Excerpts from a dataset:
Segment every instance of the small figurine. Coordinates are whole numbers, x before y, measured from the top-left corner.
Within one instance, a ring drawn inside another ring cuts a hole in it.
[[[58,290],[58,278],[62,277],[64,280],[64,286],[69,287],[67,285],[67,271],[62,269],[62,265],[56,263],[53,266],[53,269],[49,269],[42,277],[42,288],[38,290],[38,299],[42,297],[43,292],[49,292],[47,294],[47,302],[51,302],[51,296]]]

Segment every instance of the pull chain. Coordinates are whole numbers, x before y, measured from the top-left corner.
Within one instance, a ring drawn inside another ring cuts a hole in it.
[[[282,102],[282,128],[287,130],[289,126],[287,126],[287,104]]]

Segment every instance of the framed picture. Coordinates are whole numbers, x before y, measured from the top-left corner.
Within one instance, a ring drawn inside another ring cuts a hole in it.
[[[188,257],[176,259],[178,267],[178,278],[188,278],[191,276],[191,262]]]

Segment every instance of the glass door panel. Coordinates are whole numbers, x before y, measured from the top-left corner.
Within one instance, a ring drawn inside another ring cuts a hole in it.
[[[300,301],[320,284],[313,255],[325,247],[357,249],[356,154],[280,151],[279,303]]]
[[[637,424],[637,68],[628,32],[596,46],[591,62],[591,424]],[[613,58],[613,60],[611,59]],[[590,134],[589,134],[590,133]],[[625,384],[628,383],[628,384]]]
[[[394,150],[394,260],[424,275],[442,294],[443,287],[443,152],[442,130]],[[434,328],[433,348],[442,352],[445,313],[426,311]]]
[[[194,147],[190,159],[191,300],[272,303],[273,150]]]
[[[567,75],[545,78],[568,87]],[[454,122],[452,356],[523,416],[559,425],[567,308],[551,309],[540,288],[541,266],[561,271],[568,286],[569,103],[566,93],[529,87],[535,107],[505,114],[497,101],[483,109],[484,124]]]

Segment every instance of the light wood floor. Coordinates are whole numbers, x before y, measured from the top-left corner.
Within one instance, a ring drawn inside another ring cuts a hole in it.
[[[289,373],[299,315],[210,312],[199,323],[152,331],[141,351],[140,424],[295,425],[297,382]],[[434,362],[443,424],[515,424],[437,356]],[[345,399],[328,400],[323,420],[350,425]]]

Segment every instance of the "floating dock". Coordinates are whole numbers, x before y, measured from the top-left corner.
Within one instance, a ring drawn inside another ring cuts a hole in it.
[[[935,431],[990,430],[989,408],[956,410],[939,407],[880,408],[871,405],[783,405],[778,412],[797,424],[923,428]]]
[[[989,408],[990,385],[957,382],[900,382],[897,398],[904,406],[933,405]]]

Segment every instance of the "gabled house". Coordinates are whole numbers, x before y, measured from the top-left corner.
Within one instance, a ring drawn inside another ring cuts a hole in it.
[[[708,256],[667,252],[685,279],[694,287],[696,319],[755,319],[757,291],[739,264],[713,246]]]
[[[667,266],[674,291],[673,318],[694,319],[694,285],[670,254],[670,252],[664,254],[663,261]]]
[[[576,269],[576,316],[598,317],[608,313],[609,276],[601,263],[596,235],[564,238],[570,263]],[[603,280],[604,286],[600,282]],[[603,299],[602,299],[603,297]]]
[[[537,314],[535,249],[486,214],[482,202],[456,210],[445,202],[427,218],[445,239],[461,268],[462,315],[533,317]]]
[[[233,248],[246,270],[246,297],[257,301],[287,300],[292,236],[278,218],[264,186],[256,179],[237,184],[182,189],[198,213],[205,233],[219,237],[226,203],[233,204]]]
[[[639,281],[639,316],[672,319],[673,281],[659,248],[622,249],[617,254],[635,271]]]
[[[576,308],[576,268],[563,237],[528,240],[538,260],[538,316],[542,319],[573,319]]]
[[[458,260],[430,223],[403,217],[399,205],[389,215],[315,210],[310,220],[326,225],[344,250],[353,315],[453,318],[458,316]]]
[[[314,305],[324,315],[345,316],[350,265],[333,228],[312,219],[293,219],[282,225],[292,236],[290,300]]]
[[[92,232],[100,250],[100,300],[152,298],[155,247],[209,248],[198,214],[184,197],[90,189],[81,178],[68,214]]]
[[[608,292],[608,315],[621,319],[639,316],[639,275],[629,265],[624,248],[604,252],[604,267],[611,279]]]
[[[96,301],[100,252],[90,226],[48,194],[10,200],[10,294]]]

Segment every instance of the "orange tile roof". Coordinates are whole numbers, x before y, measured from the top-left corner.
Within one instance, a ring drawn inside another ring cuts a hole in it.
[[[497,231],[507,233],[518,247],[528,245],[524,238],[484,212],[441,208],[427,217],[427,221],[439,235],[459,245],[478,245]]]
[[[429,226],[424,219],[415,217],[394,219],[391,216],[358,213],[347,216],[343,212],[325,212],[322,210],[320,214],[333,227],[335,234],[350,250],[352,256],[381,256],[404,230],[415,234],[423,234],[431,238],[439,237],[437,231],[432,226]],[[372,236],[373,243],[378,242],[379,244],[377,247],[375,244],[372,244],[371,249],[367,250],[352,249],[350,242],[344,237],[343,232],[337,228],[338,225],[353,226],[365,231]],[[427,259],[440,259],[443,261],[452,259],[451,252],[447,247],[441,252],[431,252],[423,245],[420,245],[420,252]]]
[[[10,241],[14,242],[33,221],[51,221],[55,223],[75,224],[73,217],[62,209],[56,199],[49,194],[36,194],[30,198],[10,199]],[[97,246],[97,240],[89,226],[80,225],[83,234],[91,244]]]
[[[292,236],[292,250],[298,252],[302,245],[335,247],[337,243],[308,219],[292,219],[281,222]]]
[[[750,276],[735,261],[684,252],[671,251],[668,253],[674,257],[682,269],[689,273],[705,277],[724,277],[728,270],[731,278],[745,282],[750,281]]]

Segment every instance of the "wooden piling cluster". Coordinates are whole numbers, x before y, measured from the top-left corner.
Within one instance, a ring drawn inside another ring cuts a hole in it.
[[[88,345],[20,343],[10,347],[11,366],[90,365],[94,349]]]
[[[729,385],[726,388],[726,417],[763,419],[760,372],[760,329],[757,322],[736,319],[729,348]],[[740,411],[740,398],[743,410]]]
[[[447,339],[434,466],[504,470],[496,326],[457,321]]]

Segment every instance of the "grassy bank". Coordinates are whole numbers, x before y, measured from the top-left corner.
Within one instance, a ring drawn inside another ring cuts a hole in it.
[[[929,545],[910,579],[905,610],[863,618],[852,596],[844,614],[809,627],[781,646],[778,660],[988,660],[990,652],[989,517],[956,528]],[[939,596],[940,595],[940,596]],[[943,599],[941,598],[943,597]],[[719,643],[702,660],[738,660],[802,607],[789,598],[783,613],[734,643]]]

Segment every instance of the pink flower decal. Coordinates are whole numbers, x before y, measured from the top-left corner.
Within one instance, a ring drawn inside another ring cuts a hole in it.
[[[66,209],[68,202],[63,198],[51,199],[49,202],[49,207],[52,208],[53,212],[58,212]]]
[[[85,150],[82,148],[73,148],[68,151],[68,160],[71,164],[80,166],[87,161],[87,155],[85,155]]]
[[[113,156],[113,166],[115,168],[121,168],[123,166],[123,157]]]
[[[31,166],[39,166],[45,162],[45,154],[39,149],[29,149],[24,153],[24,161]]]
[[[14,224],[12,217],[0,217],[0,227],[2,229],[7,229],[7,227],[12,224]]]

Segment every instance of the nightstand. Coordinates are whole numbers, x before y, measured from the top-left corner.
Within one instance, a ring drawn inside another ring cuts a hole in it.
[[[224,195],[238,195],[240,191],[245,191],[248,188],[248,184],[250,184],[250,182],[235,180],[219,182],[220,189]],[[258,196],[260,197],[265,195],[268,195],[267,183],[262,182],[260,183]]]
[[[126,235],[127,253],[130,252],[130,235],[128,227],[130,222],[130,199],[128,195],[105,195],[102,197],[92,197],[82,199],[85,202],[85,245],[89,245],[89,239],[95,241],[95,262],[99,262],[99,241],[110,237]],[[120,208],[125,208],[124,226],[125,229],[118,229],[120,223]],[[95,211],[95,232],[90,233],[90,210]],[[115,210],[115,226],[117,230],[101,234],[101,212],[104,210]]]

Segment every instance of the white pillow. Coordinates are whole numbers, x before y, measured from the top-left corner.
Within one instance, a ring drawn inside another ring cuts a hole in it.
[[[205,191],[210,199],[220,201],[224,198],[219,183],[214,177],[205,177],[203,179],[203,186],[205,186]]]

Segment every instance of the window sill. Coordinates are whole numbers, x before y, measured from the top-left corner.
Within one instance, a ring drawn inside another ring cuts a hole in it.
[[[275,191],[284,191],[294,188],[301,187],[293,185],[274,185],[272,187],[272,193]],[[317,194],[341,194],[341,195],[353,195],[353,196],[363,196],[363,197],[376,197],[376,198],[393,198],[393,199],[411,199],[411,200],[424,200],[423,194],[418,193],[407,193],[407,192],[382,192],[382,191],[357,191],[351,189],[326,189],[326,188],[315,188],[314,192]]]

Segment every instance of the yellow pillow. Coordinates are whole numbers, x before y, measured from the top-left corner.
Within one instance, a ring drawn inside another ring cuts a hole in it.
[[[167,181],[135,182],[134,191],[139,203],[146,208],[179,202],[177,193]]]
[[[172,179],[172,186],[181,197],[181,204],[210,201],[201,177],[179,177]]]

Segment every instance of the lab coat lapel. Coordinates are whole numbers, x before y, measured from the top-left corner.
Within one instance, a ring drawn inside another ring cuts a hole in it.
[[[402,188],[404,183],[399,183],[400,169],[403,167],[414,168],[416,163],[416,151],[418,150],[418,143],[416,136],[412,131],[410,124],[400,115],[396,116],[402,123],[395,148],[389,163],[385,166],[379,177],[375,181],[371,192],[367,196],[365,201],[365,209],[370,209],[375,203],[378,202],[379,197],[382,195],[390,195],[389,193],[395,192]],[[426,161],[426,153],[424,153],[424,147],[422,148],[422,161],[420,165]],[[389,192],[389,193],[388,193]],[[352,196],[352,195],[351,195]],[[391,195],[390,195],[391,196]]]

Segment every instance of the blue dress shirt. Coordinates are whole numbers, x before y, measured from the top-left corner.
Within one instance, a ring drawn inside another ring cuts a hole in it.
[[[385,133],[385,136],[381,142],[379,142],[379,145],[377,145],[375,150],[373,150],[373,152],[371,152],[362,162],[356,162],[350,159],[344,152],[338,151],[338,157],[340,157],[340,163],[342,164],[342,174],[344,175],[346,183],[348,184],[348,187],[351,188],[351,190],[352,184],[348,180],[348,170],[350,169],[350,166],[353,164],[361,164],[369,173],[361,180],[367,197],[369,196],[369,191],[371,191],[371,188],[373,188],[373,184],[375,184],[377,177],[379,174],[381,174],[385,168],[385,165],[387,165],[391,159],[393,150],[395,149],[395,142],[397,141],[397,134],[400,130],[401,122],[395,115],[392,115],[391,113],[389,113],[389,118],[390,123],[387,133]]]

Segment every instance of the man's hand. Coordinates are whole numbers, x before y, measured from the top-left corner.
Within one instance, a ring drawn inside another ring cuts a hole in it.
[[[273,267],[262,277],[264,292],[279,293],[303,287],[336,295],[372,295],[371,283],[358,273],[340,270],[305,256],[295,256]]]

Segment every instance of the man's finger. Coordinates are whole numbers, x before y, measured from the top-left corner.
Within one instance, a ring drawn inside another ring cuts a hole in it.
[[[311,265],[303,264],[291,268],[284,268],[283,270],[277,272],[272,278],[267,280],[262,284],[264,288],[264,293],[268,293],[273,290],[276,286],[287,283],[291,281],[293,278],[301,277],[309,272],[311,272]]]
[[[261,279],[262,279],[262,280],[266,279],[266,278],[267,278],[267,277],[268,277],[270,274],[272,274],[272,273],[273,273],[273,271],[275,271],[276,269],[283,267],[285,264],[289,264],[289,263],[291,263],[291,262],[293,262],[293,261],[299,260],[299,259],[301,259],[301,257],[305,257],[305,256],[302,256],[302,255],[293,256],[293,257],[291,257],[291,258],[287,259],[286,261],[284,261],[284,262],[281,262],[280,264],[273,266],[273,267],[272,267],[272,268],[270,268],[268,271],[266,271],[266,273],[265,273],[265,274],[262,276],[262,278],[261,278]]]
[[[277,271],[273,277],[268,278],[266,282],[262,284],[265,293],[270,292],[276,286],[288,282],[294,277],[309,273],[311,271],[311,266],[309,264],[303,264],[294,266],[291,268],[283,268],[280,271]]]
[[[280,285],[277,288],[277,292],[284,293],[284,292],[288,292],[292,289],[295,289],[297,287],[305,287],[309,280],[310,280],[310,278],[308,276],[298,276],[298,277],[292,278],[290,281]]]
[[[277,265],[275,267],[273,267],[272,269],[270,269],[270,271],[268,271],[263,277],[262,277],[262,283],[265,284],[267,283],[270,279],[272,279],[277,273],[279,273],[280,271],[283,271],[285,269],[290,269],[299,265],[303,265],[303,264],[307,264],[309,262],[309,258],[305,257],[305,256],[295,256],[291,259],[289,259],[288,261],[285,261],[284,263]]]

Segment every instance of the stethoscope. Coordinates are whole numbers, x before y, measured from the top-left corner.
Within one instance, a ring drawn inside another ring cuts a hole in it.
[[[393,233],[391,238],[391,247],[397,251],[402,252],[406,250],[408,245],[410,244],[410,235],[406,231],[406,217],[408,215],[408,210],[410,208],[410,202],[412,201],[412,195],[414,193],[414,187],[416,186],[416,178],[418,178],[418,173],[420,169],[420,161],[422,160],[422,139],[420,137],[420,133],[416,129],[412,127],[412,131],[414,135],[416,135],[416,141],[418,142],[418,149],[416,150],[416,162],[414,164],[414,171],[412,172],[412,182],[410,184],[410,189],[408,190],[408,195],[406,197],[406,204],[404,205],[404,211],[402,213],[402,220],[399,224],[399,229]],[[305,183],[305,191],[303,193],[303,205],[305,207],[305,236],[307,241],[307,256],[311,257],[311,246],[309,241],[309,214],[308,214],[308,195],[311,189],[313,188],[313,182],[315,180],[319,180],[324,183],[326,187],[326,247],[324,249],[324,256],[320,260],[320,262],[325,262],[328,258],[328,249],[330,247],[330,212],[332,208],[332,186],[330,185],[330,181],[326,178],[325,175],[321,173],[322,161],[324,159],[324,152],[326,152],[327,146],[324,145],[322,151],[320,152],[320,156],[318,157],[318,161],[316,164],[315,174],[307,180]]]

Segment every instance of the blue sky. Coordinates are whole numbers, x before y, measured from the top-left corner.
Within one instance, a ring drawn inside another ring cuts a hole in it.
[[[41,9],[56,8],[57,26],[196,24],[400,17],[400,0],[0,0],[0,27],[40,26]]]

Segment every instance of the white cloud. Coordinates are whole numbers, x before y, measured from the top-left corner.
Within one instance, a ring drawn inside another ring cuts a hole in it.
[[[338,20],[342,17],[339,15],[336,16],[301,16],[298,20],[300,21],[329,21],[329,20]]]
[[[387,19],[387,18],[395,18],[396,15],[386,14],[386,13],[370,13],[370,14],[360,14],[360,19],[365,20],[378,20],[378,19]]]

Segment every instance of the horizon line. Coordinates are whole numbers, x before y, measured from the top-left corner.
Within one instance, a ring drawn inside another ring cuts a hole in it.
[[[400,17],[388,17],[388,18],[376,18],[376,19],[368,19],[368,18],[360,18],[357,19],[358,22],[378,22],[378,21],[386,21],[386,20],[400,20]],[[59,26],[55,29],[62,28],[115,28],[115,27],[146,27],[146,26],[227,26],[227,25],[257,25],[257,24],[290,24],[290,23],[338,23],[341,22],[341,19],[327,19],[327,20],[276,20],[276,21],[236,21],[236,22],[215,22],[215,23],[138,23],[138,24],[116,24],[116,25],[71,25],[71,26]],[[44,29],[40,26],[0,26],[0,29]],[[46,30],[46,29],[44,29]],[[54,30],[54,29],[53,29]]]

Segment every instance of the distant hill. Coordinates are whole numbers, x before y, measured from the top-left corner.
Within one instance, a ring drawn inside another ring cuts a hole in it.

Instructions to follow: Search the entries for the word "blue", then copy every line in which it is found.

Answer for the task:
Segment every instance of the blue dress shirt. Coordinates are whole numbers, x before y, measured from the top-left corner.
Segment every instance of the blue sky. Coordinates are whole numbers, x before y, measured from the top-left corner.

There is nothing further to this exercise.